Is academic tenure an outdated haven for non-performing professors stuck in narrow, irrelevant silos, crying out for the clear air of market discipline?
Or does the onslaught of “pay for performance” in academia just encourage “teach to test” and degrade intellectual curiosity?
Not much of a choice, is it? And have you stopped beating your wife?
Before diving in, take a look at this (astonishing to me) statistic:
“The most recent data indicate that 68%–more than two-thirds—of the professoriate [in the US] were contingent, that is, ineligible for tenure, and an additional 10%, although tenure-eligible, had not yet achieved it. Only 22% were both full-time and tenured.”
In 1998, according to the AAUP, just ten years ago, that 68% number was only 58%. In 1969, only 3.3% of full-time faculty were on a non-tenure track. By 1998, that proportion had grown to 28.1 percent. This is what a trend looks like.
------------------------------------------------------------
## Exercises to complete
[a] In the text on academic tenure, what share of the US professoriate was both full-time and tenured?
[b] Restate the text on academic tenure from "Is academic tenure" to "degrade intellectual curiosity?", swapping "professors" for "instructors".
------------------------------------------------------------
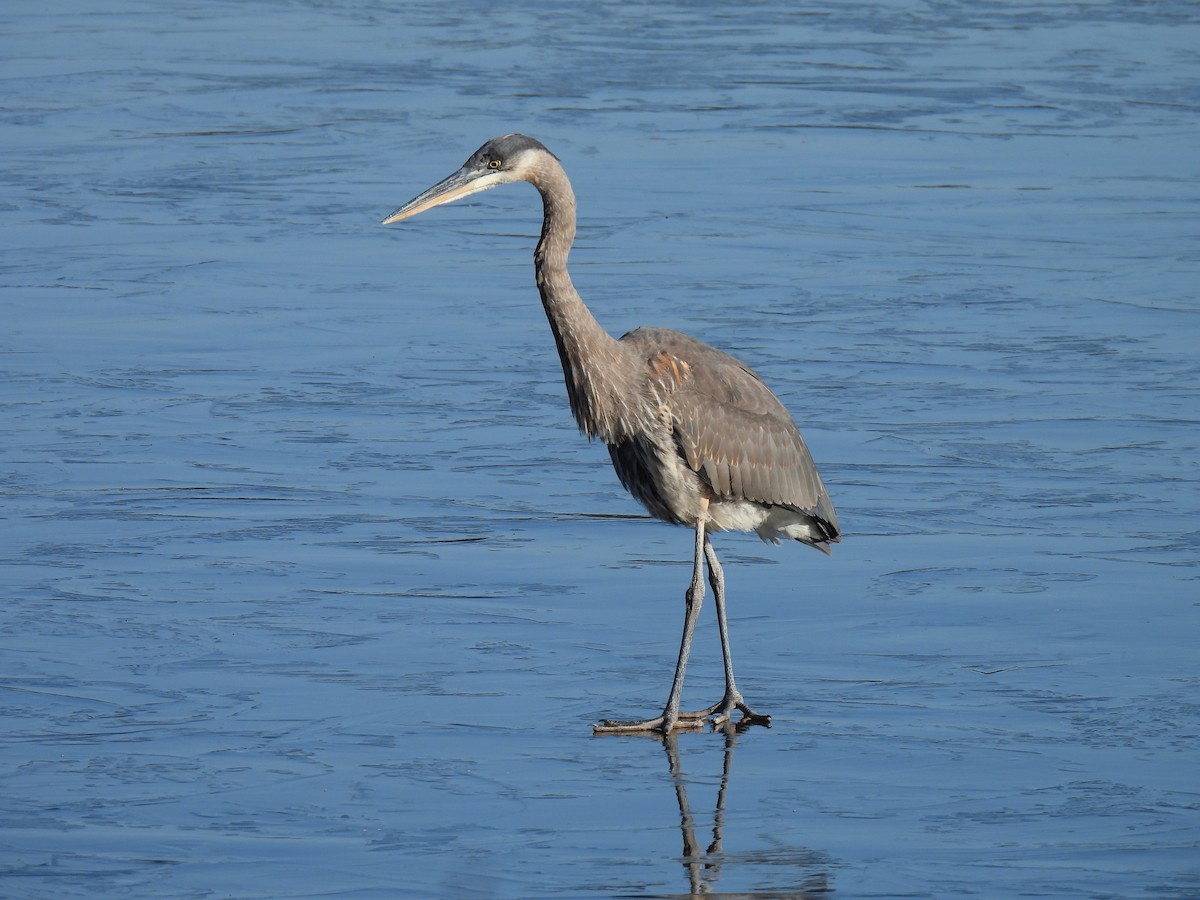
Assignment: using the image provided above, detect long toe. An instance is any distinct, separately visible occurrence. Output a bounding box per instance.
[592,715,704,734]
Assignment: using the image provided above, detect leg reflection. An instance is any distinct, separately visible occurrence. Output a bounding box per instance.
[661,724,829,900]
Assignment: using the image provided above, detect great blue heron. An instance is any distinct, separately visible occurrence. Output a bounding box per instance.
[383,134,840,733]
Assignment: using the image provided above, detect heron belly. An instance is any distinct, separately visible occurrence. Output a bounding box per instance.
[608,434,707,526]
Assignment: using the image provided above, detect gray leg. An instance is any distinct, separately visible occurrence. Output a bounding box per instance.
[704,538,770,725]
[592,513,710,734]
[679,536,770,727]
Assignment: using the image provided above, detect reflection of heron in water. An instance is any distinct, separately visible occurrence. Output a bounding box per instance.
[662,725,829,900]
[384,134,839,732]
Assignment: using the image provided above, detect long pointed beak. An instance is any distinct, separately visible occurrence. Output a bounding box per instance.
[380,166,504,224]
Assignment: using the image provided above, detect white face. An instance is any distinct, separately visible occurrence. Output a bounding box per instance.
[383,138,542,224]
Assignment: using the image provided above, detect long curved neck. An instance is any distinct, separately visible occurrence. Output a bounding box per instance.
[530,158,636,443]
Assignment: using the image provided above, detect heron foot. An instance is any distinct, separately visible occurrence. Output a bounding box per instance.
[592,713,704,734]
[592,691,770,734]
[679,690,770,731]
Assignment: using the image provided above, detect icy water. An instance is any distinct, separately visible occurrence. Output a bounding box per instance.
[0,0,1200,898]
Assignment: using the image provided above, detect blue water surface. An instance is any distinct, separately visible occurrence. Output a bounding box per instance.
[0,0,1200,898]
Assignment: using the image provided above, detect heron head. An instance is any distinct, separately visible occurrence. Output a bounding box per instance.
[383,134,554,224]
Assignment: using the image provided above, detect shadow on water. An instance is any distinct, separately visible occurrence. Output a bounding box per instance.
[654,725,829,900]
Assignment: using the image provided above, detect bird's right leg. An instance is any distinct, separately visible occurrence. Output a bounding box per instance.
[592,503,708,734]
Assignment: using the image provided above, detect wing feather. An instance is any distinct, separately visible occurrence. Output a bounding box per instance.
[622,328,836,520]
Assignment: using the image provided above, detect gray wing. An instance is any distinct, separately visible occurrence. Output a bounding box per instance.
[620,328,836,520]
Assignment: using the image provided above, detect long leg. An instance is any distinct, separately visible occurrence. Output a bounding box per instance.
[592,503,710,734]
[680,535,770,726]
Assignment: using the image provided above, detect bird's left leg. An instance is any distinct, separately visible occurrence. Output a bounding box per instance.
[679,535,770,726]
[592,502,710,734]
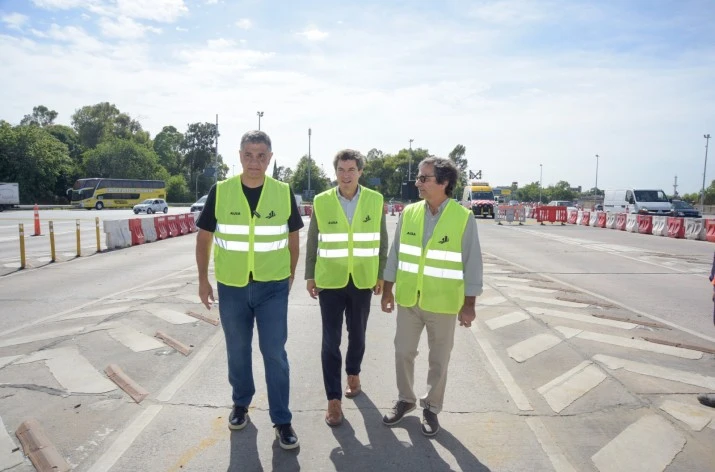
------------------------------------------------------------
## Results in order
[a] 22%

[b]
Is academic tenure an outdated haven for non-performing instructors stuck in narrow, irrelevant silos, crying out for the clear air of market discipline?
Or does the onslaught of “pay for performance” in academia just encourage “teach to test” and degrade intellectual curiosity?